>> start GIVEN PASSAGE
The arms and shoulders are another tight area in my body that I realized most people do not stretch frequently. I also fell victim to this group because I focused on stretching my lower body and back area instead of stretching things like my neck, arms, and shoulders. However, the upper body is incredibly important to keep loose because we use them all the time. When we are walking our shoulders and arms are moving, when we write with a pencil our shoulders and arms are moving, and when we do a physical activity you will most likely be using our arms and shoulders in some way. Even posture can result in shoulder and arm tightness. For example, when you spend most of the time looking down at your phone or reading your neck is strained. The neck muscles pull on the shoulder muscles that can lead to compensation in the arms causing even more tightness. Despite the thinking that the arms and shoulder muscles do not require as much stretching, it is quite the opposite. Each place on your body requires stretching so imprint that in your mind as we begin. 

The first set of stretches for this area will involve using a video called “Shoulder Pain Relief Stretches – 5 Minute Real Time Routine” by DoctorJo. She warms up the shoulders by doing circles in the forward and backward motion. She also does shoulder squeezes by pulling the shoulder blades towards the spine as she moves her elbows back and forth. The first stretch is a cross arm stretch. You need to start with your feet hip-width apart and stretching the right arm out straight. You will bring the right arm across the body with the hand pointing towards the floor on the other side of the left leg. Then bend the left arm at the elbow and hook the left forearm under the right arm. You will use the left forearm to pull the right arm across the body for a greater stretch. After that, repeat on the other side holding them for thirty seconds each. The second stretch is an inferior capsule stretch. It involves you raising your right arm over and behind the head with a bent elbow. Then, you grasp the elbow with your left arm and push down gently until you feel a stretch. If you feel a stretch without pushing down there is no need to push down more. After that, repeat using the other arm holding for thirty seconds each.

Subsequently, the next stretch is a rotator cuff external rotation stretch. To start, hold one arm in front of you at a 90-degree angle and wrap the other arm around and under. Use the arm wrapped under the arm and then try to pull the other arm outward. You can do this by directly pushing the hand down or by grabbing a finger or any other point on your arm to try and create that stretch. Complete this exercise on both arms holding for thirty seconds each. Sidetracking from DoctorJo’s video for a second Gurella Zen’s fitness video called “How To Stretch The Rotator Cuff | External Rotators” shows another way to stretch this area. I will start at about 3:54 if you want to watch the next stretch. For his stretch, you want to lay on your side with your arm at another 90-degree angle. Your other arm should push the arm back and forth as far as you can. It is important to make sure your shoulder continues to touch the ground for the duration of the stretch. Like other stretches, completion on each side for about thirty seconds each.
>> end GIVEN PASSAGE
TASKS.
1. Translate this sentence from the stretching passage into Spanish: "It is important to make sure your shoulder continues to touch the ground for the duration of the stretch."
2. Put the rows into a two-column CSV with the columns label_request and point, starting at the row that contains "and repeat backdrop." and ending at the last row. Write one CSV line per row, with its text and its answer each in one quoted field and line breaks turned into spaces.
>> start LISTING
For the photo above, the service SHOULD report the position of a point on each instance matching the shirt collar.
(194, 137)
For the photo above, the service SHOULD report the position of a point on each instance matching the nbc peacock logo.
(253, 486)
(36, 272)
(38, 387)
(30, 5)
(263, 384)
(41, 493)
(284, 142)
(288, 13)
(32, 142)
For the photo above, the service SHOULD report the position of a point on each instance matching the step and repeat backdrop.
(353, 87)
>> end LISTING
RESULTS IN ORDER.
1. Es importante asegurarse de que tu hombro siga tocando el suelo durante todo el estiramiento.

2.
label_request,point
"For the photo above, the service SHOULD report the position of a point on each instance matching the step and repeat backdrop.","(353, 87)"